**Dataset excerpts**:
○ ○ ○
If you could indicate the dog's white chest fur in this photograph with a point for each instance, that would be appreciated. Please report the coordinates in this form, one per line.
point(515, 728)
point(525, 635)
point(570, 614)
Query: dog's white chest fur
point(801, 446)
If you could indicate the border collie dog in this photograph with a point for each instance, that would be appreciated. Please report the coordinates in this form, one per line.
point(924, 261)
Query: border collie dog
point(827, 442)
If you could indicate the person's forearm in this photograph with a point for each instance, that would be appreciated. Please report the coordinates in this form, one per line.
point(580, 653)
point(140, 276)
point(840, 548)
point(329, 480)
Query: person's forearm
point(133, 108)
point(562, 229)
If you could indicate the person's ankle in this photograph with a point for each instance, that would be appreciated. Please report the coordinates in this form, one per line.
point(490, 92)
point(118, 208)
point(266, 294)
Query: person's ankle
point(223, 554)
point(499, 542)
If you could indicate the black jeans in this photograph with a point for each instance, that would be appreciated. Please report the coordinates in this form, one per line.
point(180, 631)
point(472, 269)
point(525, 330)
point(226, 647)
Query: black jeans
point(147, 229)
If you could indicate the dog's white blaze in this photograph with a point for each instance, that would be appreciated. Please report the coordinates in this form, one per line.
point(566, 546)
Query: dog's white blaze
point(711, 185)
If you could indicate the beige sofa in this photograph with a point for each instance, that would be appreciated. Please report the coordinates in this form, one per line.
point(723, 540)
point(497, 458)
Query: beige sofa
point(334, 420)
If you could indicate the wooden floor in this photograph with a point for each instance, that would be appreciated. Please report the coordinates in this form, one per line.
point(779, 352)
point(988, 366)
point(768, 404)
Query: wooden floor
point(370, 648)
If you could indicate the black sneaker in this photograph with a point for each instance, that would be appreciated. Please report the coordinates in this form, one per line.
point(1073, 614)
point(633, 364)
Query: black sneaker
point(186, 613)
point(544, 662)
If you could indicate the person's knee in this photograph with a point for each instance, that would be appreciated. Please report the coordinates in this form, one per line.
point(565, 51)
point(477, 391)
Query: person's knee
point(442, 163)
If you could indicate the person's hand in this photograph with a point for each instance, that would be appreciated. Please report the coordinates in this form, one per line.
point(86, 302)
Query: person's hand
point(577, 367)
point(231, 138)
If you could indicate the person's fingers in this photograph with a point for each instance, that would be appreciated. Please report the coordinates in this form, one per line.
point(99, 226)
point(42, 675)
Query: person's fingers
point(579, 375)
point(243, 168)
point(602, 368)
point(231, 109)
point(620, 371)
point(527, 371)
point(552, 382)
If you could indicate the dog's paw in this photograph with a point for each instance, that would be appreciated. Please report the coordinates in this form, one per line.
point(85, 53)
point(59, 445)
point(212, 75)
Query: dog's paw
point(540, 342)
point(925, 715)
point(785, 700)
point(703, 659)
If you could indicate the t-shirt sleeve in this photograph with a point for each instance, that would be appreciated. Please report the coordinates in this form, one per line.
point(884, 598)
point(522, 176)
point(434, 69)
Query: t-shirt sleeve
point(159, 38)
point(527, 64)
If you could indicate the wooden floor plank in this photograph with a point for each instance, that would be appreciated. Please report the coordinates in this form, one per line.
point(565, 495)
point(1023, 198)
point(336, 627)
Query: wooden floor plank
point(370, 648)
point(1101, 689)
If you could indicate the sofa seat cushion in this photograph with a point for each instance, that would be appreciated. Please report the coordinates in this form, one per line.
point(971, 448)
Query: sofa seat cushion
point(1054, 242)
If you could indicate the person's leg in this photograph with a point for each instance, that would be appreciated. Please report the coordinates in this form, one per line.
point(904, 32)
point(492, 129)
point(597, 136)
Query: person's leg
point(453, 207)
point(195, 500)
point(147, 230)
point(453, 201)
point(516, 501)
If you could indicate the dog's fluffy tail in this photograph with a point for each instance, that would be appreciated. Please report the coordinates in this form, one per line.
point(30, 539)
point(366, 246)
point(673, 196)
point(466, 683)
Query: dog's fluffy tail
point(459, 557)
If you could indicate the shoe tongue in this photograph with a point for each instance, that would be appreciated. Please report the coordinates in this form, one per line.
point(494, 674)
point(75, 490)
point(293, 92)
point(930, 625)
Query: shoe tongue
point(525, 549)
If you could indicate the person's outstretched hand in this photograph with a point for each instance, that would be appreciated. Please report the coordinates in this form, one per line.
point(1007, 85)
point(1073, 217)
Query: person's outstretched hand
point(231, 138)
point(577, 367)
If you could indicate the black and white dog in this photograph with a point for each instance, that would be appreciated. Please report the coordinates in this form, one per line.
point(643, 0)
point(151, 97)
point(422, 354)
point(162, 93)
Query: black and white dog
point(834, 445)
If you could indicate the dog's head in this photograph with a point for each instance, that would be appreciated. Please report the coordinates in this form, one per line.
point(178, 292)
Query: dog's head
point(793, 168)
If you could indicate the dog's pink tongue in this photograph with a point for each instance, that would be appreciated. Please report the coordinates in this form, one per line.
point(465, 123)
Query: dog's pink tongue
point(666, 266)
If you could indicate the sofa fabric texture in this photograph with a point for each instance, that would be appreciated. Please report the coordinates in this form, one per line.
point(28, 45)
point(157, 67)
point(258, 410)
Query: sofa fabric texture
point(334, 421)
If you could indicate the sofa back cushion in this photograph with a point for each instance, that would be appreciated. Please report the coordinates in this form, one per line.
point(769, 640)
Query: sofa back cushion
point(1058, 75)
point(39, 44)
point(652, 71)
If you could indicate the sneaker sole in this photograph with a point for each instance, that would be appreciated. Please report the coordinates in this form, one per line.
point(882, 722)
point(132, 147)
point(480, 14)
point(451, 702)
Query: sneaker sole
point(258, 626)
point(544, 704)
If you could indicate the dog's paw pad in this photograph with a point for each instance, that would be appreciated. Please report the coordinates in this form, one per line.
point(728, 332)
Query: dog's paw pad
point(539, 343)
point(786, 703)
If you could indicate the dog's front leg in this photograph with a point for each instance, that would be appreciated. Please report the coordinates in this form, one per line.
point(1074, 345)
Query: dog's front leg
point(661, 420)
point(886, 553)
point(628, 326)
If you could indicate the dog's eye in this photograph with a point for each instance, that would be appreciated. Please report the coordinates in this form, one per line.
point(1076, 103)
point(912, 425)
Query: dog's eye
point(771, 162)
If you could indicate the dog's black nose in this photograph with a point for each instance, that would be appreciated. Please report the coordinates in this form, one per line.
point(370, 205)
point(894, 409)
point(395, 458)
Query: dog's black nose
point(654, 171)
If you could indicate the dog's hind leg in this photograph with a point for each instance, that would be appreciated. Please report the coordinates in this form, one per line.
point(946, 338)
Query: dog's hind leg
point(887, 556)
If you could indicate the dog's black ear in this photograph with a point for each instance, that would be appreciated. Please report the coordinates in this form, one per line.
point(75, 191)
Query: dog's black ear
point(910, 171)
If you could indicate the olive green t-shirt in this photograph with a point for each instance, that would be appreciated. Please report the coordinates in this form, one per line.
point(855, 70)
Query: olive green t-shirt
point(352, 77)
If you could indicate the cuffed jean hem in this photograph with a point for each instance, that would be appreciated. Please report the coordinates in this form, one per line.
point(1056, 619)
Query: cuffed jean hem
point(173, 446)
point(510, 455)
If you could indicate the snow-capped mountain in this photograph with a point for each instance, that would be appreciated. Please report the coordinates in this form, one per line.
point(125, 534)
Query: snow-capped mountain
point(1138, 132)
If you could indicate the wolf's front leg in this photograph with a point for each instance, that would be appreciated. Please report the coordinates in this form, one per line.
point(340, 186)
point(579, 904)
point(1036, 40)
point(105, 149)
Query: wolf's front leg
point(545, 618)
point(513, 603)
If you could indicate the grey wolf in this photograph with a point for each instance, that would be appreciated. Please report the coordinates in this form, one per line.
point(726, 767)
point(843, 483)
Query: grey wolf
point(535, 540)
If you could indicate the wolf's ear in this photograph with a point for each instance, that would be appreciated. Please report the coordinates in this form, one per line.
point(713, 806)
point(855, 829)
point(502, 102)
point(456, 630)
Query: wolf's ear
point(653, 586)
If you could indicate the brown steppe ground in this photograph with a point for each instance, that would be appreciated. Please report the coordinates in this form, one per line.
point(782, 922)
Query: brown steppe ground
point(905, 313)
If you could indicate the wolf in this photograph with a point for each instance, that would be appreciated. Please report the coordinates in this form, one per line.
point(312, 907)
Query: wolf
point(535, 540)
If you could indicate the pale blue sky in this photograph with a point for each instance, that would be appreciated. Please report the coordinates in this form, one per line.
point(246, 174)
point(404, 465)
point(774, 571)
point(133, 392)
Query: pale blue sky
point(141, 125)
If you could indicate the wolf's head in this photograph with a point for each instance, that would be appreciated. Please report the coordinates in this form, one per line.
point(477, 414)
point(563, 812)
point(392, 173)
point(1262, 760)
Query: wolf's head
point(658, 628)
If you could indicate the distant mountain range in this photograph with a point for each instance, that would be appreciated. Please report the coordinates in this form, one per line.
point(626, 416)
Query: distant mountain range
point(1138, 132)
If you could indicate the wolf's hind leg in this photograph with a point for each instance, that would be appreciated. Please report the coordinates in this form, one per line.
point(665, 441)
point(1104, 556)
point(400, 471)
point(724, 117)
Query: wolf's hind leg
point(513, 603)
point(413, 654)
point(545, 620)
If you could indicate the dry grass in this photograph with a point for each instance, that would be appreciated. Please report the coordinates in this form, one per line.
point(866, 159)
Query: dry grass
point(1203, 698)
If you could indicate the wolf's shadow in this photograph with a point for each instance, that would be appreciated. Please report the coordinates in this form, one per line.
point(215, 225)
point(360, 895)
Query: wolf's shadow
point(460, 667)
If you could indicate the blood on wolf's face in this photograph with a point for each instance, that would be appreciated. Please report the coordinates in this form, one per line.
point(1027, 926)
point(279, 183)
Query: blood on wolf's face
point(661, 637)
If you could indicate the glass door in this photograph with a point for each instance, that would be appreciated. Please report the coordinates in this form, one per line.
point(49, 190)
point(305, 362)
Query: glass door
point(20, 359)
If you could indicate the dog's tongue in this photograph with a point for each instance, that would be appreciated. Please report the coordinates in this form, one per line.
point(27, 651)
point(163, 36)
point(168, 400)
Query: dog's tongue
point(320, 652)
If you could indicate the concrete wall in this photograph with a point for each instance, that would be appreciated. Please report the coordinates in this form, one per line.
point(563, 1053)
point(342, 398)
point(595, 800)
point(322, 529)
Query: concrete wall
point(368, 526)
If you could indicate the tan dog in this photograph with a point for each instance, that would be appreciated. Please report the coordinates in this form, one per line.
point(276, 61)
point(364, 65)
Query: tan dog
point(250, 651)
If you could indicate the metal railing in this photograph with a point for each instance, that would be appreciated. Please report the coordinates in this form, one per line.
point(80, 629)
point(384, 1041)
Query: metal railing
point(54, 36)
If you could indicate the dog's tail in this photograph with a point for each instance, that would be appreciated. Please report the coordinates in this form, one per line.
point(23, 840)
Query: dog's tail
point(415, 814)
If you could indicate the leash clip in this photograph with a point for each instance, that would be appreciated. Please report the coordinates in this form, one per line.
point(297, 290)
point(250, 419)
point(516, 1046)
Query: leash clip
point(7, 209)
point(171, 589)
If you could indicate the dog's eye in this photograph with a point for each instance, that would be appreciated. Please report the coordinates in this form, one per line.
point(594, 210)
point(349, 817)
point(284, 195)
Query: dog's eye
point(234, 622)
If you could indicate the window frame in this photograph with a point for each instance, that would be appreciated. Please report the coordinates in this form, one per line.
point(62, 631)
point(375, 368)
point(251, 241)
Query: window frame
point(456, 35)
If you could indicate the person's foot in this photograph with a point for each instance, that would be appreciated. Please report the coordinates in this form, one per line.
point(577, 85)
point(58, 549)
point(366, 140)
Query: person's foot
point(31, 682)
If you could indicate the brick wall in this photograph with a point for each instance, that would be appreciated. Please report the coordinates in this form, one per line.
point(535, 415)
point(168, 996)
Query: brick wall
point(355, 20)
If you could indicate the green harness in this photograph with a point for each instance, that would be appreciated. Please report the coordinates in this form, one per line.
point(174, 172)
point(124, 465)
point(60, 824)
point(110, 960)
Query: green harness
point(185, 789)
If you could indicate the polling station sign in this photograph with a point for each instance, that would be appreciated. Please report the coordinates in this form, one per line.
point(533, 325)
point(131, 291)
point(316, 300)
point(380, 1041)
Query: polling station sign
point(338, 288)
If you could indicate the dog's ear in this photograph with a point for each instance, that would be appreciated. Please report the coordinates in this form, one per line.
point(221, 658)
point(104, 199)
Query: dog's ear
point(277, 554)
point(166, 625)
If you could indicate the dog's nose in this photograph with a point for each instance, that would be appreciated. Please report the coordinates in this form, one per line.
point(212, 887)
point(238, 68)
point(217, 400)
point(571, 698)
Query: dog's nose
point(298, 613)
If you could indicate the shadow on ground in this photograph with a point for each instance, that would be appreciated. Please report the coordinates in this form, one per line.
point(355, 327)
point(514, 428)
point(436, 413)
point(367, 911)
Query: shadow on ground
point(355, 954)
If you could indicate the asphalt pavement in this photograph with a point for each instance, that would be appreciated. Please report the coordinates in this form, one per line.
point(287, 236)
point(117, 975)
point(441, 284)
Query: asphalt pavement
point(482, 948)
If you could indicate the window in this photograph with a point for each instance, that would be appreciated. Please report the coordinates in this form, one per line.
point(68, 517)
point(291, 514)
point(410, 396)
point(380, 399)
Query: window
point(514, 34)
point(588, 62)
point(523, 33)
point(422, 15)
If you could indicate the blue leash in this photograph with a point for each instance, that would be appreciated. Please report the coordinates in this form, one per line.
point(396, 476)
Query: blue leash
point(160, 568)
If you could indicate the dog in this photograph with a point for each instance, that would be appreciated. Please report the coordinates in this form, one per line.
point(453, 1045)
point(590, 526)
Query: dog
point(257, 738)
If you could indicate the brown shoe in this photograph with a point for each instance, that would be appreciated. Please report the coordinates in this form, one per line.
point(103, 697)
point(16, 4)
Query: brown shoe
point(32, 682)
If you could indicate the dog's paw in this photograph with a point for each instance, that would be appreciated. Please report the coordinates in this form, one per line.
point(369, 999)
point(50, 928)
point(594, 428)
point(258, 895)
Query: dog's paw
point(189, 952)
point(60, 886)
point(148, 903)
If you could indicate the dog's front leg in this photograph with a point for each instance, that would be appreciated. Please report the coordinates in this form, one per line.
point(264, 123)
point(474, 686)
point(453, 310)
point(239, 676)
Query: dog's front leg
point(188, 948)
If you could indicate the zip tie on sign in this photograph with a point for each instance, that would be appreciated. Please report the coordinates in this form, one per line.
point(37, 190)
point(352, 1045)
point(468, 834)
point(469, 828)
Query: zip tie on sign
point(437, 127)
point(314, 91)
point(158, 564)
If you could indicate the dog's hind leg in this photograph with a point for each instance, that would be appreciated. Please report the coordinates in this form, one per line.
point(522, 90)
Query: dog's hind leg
○ ○ ○
**Given problem**:
Please quote the stretch of rows from the line containing "If you could indicate the window in" through the end of the rows, word for word.

**Exercise response**:
If you could indicate the window in this photograph with a point for each instance, that would be appreciated. Please report the coordinates in this form, one per line.
point(68, 517)
point(291, 514)
point(410, 396)
point(380, 399)
Query: window
point(514, 34)
point(588, 62)
point(523, 33)
point(422, 15)
If you could indicate the blue leash in this photograph with a point for each instance, that would be appreciated. Please report the coordinates in this form, one per line.
point(396, 476)
Query: blue leash
point(160, 568)
If you could indicate the dog in this photograph with a point for each instance, that would be appreciated. Please report the coordinates in this form, one per line.
point(453, 1045)
point(590, 526)
Query: dog
point(257, 738)
If you could indicate the brown shoe in this photograph with a point for each instance, that would be appreciated. Please report the coordinates in this form, one per line.
point(103, 697)
point(16, 4)
Query: brown shoe
point(32, 682)
If you could indicate the dog's paw in this photograph with a point for each instance, that would be appreciated. Please report the coordinates in this form, one per line.
point(369, 999)
point(50, 928)
point(594, 428)
point(258, 895)
Query: dog's paw
point(189, 952)
point(60, 886)
point(148, 903)
If you could indicate the dog's front leg in this photograph with a point for each instance, that would be appreciated. Please report the coordinates in this form, one per line.
point(264, 123)
point(474, 686)
point(453, 310)
point(239, 676)
Query: dog's front leg
point(188, 948)
If you could indicate the zip tie on sign in this photograph with a point for each instance, that would be appreciated. Please report the coordinates in this form, one per line.
point(37, 190)
point(352, 1045)
point(468, 834)
point(469, 828)
Query: zip tie on sign
point(437, 127)
point(314, 91)
point(158, 564)
If you could indicate the dog's hind leg in this photograph with a point for each instance, that would be appreciated. Please report the coordinates in this form, one per line.
point(522, 90)
Query: dog's hind leg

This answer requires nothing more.